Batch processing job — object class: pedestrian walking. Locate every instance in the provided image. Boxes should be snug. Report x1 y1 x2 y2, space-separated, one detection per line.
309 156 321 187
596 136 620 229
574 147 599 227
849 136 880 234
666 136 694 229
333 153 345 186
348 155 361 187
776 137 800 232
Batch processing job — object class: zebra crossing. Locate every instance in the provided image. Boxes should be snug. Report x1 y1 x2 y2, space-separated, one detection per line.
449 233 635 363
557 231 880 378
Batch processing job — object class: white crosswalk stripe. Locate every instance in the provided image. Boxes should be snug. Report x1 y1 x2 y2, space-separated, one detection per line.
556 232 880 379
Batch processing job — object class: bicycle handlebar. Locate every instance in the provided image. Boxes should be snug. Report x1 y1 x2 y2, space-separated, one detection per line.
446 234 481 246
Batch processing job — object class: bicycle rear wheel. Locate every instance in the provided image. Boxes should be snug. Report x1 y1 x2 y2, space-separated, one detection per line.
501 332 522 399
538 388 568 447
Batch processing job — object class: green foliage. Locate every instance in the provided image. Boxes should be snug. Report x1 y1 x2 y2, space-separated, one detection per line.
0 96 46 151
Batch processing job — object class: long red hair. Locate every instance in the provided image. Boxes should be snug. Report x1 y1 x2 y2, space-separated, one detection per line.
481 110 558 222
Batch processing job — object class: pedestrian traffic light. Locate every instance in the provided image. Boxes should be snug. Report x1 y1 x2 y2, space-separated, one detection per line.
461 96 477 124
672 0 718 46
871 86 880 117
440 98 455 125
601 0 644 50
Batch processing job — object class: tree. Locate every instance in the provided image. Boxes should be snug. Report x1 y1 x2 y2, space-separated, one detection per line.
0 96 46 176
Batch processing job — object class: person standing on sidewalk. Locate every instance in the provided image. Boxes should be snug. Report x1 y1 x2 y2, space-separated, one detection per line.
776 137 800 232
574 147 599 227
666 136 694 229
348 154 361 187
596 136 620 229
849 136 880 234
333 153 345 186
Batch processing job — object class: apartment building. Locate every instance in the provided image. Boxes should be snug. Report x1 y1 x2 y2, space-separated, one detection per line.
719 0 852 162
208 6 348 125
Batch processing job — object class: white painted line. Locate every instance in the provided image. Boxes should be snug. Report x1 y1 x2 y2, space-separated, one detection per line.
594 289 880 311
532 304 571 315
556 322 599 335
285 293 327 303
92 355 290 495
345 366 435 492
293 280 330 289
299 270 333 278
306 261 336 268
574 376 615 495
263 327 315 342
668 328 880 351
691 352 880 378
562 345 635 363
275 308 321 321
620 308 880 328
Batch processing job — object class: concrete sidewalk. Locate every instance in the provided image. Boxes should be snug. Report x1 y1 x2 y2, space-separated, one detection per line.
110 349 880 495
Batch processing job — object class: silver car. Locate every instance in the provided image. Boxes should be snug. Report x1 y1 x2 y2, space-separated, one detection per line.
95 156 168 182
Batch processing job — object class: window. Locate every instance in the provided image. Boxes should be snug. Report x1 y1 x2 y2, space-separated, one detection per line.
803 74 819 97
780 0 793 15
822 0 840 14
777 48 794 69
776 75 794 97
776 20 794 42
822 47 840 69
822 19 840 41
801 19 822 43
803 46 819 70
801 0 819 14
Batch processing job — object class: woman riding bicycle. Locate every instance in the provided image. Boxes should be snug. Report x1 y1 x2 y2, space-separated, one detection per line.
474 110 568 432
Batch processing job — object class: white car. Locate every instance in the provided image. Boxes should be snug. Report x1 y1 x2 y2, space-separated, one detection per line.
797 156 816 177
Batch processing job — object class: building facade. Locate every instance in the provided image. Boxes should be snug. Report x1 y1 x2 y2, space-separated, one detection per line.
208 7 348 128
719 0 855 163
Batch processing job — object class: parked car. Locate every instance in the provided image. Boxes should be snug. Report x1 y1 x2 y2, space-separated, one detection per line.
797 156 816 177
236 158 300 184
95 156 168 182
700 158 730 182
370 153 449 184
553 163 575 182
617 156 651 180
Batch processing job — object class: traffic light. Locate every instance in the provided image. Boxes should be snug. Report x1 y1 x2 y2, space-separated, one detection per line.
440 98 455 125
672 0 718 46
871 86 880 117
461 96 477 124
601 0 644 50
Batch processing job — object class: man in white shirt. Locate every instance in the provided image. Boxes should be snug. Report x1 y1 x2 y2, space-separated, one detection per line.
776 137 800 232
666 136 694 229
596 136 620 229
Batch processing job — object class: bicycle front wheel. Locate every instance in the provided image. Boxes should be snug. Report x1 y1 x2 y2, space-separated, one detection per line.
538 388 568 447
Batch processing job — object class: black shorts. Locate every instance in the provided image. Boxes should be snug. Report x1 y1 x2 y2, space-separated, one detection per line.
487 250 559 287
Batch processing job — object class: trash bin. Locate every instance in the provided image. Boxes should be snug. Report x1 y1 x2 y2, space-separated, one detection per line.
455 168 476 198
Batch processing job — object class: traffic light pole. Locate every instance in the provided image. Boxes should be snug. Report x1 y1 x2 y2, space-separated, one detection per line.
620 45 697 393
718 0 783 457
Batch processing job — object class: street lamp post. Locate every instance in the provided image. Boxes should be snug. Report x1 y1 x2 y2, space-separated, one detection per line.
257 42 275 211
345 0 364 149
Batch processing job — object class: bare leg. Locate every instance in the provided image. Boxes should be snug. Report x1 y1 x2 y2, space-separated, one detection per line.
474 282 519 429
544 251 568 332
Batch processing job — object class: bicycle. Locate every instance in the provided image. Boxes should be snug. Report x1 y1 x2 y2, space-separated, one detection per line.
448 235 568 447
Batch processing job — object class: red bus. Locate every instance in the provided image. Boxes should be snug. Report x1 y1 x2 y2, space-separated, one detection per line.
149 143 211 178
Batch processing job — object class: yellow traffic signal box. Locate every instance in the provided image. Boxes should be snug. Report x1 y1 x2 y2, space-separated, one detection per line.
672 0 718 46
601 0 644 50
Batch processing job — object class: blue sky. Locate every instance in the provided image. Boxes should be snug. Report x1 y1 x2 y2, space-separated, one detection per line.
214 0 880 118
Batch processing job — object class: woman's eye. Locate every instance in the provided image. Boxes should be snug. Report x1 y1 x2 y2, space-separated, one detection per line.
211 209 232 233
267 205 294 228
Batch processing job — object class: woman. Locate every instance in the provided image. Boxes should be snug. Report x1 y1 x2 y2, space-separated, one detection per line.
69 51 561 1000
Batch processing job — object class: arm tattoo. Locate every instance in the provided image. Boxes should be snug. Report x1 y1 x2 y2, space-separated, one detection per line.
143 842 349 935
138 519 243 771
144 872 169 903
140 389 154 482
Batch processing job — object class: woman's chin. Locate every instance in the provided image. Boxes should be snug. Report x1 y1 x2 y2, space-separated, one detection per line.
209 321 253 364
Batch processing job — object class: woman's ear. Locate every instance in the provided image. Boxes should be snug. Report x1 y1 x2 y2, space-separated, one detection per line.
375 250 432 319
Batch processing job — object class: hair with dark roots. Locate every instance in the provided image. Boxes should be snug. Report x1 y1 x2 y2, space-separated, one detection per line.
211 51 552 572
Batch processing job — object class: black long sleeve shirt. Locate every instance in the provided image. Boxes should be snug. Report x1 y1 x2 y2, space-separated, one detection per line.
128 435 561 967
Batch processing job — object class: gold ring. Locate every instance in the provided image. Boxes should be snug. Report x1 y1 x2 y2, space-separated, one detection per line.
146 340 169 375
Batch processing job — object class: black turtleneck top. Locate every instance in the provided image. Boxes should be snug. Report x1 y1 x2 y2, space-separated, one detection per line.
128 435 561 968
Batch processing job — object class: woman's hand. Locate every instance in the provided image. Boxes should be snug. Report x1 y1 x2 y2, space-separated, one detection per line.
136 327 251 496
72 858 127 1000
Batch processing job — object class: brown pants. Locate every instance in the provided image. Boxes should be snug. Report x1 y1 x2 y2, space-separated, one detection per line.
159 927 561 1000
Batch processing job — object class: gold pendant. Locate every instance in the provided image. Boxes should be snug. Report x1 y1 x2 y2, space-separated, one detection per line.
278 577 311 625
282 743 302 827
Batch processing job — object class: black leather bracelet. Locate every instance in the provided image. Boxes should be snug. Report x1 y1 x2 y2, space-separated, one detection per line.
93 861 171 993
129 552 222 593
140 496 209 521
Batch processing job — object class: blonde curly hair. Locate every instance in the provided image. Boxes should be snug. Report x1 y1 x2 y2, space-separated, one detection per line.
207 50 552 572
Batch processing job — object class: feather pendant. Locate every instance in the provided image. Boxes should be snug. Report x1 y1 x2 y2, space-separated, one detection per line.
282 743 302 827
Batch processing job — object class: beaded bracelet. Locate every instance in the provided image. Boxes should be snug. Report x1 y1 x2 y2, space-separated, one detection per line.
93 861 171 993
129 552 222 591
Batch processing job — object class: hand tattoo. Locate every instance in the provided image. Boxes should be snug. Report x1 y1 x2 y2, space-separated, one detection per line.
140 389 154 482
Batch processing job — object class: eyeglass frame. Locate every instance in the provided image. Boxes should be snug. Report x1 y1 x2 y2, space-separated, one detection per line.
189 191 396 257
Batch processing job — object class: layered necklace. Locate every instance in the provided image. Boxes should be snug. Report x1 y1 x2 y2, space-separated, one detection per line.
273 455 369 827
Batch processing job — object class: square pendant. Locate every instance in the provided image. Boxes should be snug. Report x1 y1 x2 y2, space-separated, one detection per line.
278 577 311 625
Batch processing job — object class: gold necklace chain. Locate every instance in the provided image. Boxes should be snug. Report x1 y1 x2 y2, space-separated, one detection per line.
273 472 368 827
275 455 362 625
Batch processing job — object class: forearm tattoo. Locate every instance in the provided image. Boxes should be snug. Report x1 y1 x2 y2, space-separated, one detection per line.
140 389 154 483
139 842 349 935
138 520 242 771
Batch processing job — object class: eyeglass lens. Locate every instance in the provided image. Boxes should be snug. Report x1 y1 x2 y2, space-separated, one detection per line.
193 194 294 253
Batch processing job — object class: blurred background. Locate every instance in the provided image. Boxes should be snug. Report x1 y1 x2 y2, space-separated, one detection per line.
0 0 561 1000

● **Aim of the task**
Reproduce the records above exactly, everything from the line containing "Batch processing job — object class: person" down to the line containing "474 110 568 432", with both of those lines included.

● **Expected answer**
Batch processing job — object class: person standing on sidewalk. Locate every instance in the provided image. Boxes should be snug. Report x1 y1 x2 y2, space-separated, one detection per line.
776 137 800 232
574 147 599 227
666 136 694 229
348 154 361 187
596 136 620 229
849 136 880 234
333 153 345 186
Batch processing job — object class: apartment building. Locate every instance in the provided image. Boxes should be snug. Report x1 y1 x2 y2, space-separated, one detection per line.
719 0 852 162
208 6 348 125
Batch processing job — object class: white painted line. Locate every instance in the provided image. Boxes should be snug. Report x1 y1 x2 y2, space-separated, one detection per line.
594 289 880 311
532 304 571 315
556 322 599 335
285 293 327 303
92 355 290 495
345 366 435 492
293 280 330 289
299 270 333 278
306 261 336 268
574 376 615 495
263 327 315 342
668 328 880 351
691 352 880 378
562 345 635 363
275 308 321 321
620 308 880 328
Batch processing job — object class: concrete sidewalk. Locate every instance in the provided image. Boxes should be snug. Report x1 y1 x2 y2, space-separated, one detection per line.
110 349 880 495
Batch processing job — object class: silver car. Locate every instance in the provided image. Boxes should be snug. Report x1 y1 x2 y2, space-separated, one detection per line.
95 156 168 182
Batch processing job — object class: window. Locate every instance in the provided image. Boxes should be snug. Report x1 y1 x2 y2, space-separated, one detection per line.
803 74 819 97
780 0 793 15
822 0 840 14
777 48 794 69
776 75 794 97
776 20 794 42
822 47 840 69
822 19 840 41
801 19 822 43
803 46 819 70
801 0 819 14
Batch processing job — object class: woman riding bicycle. Locate every instance in the provided image. Boxes should be snug. Report x1 y1 x2 y2, space-separated, one detection per line.
474 110 568 432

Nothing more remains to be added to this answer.